§ TASK STATEMENT
Beginning with the line containing "Practice. Pick out the kitchen" and ending with the last line, repeat the records exactly.

§ EXERCISE MATERIALS
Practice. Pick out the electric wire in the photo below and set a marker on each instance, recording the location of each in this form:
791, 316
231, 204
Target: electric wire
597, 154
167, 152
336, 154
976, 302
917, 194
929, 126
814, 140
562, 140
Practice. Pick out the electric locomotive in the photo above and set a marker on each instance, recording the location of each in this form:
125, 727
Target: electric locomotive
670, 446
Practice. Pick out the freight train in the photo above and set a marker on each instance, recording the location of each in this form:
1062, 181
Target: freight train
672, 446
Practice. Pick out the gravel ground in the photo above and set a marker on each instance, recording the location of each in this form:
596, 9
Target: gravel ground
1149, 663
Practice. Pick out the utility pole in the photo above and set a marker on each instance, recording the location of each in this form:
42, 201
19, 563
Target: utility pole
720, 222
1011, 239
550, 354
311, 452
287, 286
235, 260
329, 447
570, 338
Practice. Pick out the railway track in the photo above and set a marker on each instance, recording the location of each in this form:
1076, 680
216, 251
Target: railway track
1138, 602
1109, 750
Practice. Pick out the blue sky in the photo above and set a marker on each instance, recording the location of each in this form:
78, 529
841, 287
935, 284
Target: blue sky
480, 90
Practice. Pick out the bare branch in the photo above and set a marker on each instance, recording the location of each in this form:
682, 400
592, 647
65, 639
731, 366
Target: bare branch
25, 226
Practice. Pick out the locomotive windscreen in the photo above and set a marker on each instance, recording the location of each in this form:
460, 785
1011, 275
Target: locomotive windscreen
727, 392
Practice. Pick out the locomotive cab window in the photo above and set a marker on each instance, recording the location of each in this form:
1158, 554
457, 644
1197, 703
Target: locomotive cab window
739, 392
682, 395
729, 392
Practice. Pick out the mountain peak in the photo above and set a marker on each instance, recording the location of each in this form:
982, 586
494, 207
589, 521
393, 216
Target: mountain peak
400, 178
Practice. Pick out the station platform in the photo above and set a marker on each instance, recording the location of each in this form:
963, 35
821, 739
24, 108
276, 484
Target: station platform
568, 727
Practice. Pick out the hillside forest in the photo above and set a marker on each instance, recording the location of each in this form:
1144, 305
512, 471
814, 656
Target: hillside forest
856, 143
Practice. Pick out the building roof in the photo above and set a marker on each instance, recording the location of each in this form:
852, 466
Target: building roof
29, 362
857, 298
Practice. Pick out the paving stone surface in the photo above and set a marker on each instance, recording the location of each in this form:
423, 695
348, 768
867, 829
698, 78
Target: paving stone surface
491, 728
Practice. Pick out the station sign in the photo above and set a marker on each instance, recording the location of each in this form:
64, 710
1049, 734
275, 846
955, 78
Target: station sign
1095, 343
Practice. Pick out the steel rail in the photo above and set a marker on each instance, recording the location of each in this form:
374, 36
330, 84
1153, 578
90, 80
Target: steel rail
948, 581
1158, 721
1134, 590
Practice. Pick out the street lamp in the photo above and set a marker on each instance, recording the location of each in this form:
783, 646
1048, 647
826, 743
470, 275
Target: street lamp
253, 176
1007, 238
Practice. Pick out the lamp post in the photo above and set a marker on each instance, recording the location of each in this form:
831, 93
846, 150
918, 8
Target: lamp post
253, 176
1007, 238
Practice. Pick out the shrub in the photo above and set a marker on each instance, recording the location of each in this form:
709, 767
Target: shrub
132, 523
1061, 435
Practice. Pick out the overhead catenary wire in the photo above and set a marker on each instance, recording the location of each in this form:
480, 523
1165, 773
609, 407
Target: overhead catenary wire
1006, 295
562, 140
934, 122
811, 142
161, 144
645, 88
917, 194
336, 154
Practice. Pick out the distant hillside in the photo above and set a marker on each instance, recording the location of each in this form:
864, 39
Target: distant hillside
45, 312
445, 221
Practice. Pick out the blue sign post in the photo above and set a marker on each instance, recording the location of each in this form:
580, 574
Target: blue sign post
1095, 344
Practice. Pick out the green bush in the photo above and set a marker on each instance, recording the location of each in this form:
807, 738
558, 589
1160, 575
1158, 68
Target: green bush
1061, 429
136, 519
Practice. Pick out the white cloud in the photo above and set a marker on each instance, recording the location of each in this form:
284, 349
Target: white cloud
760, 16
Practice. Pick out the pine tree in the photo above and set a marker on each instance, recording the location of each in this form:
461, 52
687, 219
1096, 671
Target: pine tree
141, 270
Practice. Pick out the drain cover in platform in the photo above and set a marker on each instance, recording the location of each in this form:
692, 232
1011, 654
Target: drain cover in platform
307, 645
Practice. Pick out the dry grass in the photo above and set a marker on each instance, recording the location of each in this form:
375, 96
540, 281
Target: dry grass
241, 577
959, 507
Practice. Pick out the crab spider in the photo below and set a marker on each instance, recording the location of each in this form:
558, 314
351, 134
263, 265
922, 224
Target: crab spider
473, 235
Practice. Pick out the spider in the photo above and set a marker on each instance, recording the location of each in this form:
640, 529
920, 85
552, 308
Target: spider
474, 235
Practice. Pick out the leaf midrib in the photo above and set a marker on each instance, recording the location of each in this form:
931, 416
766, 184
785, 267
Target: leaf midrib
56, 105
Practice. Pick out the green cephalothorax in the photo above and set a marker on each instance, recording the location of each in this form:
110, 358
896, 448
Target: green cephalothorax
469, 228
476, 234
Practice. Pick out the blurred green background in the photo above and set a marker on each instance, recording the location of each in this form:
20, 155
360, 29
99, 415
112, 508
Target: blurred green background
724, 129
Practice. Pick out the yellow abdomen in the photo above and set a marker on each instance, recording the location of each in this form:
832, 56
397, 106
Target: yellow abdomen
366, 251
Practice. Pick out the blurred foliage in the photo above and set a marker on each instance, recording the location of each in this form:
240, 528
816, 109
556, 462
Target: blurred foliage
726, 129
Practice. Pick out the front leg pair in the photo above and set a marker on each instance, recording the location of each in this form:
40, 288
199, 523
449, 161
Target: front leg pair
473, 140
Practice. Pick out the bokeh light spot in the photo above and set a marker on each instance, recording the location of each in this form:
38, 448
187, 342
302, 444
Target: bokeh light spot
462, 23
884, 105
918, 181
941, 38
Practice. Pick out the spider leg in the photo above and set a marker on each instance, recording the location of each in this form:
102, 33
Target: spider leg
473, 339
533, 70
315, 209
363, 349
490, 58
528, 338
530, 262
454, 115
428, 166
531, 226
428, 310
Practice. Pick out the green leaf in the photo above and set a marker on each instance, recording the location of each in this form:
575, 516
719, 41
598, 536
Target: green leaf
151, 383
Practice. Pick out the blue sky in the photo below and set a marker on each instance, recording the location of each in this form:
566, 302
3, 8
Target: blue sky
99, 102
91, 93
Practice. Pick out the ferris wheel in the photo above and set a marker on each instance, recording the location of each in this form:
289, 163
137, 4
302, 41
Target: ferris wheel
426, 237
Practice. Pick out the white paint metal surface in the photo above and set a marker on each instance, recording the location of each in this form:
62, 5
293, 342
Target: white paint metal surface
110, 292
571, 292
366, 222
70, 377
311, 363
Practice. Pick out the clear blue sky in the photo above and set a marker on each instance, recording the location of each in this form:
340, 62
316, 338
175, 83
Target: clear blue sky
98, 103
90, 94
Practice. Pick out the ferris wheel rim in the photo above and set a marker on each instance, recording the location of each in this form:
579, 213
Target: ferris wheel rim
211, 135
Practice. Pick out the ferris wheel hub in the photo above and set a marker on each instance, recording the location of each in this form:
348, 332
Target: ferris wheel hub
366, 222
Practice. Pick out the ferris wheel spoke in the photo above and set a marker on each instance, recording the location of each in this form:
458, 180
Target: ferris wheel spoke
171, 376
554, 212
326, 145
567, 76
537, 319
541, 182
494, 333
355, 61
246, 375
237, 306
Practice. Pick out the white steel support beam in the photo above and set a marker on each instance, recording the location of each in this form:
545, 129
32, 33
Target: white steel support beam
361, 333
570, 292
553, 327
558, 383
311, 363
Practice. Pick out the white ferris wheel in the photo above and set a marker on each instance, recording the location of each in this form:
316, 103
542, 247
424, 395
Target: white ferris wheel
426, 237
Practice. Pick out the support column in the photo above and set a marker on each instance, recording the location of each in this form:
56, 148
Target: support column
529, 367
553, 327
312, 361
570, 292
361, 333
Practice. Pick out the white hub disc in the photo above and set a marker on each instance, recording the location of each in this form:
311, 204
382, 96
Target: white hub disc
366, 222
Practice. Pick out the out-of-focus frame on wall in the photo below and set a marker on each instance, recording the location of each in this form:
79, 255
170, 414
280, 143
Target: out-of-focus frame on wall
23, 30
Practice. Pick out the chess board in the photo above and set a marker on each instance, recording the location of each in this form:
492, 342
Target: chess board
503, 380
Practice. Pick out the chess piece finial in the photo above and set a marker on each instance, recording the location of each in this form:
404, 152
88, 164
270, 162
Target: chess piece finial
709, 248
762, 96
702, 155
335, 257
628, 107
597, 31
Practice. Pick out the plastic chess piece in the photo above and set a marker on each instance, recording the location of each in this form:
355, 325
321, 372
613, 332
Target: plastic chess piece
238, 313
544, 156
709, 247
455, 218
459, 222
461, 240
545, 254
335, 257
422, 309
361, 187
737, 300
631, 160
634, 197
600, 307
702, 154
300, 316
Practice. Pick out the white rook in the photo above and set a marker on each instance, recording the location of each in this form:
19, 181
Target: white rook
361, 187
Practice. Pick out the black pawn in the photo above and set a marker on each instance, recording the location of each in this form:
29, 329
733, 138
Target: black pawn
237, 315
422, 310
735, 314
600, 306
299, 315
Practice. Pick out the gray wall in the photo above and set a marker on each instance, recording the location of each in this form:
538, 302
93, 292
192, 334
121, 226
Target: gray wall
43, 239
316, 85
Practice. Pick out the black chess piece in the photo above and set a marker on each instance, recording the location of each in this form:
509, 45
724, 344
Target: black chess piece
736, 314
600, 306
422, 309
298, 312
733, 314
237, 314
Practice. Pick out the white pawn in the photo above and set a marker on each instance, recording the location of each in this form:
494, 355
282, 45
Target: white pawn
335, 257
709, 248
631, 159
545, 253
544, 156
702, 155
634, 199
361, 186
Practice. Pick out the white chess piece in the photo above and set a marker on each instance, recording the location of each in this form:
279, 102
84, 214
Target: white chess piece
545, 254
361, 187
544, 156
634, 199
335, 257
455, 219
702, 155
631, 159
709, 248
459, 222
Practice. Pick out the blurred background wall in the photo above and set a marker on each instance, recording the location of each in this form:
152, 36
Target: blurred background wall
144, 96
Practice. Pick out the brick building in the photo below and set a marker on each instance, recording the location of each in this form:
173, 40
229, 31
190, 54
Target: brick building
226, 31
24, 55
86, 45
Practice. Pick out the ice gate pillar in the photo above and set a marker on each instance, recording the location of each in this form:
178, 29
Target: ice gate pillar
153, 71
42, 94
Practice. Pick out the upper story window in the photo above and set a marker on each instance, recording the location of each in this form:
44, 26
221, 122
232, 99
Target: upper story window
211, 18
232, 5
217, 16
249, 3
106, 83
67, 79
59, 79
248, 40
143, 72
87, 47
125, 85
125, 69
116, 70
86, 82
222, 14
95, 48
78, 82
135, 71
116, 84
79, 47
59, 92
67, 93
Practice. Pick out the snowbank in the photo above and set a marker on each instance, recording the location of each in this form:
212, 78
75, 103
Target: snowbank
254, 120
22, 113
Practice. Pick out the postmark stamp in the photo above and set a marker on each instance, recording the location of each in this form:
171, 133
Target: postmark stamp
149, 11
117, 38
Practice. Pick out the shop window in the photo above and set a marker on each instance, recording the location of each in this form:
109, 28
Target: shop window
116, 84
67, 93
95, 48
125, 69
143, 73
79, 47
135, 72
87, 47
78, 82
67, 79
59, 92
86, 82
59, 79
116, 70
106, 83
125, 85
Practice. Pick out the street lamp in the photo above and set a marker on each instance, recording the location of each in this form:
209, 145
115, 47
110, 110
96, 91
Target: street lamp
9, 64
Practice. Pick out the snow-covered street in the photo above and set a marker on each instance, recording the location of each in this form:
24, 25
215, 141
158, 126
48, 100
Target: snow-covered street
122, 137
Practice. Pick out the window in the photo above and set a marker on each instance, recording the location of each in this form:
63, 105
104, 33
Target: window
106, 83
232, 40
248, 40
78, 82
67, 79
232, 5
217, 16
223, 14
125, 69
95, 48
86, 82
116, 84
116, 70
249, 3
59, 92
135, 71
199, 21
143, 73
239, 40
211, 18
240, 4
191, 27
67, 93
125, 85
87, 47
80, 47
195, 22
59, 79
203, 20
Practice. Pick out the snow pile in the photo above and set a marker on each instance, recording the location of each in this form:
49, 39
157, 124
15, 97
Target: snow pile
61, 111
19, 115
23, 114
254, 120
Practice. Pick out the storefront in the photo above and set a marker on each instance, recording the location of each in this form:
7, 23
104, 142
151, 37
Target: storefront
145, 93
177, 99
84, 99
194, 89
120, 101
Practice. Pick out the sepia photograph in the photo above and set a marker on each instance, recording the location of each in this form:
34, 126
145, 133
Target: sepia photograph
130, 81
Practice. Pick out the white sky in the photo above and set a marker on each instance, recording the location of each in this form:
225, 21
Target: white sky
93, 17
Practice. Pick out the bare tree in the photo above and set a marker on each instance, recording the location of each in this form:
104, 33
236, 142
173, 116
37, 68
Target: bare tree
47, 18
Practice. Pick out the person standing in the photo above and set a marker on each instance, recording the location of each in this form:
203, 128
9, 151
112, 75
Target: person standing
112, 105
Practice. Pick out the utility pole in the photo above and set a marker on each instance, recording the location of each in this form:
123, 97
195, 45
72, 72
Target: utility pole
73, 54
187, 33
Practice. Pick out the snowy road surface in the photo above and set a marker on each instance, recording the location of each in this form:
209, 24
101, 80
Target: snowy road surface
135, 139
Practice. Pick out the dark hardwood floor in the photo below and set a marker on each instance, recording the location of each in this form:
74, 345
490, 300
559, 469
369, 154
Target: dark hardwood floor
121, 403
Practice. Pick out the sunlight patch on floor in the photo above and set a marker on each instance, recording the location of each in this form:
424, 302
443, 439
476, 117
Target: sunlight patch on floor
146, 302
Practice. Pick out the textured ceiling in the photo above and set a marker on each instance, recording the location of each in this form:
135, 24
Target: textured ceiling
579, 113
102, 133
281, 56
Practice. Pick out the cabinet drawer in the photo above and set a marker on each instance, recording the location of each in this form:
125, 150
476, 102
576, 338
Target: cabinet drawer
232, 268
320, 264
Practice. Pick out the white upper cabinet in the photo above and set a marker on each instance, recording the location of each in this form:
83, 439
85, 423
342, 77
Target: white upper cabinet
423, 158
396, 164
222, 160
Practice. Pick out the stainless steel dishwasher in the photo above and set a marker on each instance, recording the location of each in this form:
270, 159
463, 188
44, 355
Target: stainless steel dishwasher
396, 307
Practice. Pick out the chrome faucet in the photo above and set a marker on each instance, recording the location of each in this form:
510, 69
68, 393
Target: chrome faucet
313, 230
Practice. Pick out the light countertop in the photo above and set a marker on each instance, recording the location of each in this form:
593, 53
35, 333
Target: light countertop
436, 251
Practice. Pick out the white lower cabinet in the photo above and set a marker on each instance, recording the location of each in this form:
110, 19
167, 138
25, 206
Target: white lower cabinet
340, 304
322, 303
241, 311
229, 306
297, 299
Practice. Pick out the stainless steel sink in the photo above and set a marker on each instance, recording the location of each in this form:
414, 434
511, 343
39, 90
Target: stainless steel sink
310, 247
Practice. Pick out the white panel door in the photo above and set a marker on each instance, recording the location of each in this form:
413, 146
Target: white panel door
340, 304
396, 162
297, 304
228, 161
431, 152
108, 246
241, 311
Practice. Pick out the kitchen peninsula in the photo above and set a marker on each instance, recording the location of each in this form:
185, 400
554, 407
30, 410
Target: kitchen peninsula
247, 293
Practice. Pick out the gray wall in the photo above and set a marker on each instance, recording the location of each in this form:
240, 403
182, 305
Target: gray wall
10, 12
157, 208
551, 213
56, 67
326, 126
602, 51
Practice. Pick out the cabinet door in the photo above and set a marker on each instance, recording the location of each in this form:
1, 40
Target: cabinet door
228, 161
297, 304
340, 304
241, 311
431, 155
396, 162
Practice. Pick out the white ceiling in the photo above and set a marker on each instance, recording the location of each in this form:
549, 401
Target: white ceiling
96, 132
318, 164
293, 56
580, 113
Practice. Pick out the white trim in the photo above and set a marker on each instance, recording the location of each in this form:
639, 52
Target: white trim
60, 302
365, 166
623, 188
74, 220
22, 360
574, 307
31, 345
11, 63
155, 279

§ THE SOLUTION
Practice. Pick out the kitchen peninsula in the photo above and set a marker on each instance, recording the location of each in this form:
185, 400
554, 407
30, 410
Target: kitchen peninsula
247, 293
Practice. Pick out the gray wall in the photo above and set a marker on each instance, recording the location of each in this form:
240, 403
182, 305
Target: gray wall
10, 12
157, 208
551, 213
56, 67
326, 126
602, 51
Practice. Pick out the cabinet door in the photo above and set a marker on each instance, recording the location of each in this form:
1, 40
Target: cabinet door
228, 161
297, 304
340, 304
241, 311
431, 155
396, 162
Practice. Pick out the white ceiling in the photo above and set a marker on each instance, recording the location of each in this form:
549, 401
Target: white ceiling
96, 132
318, 164
293, 56
580, 113
Practice. Pick out the white trim in the photo above and set a marker on each instance, recording the location of each in this form:
639, 52
Target: white trim
60, 302
365, 166
623, 188
74, 220
22, 360
574, 307
31, 345
11, 63
155, 279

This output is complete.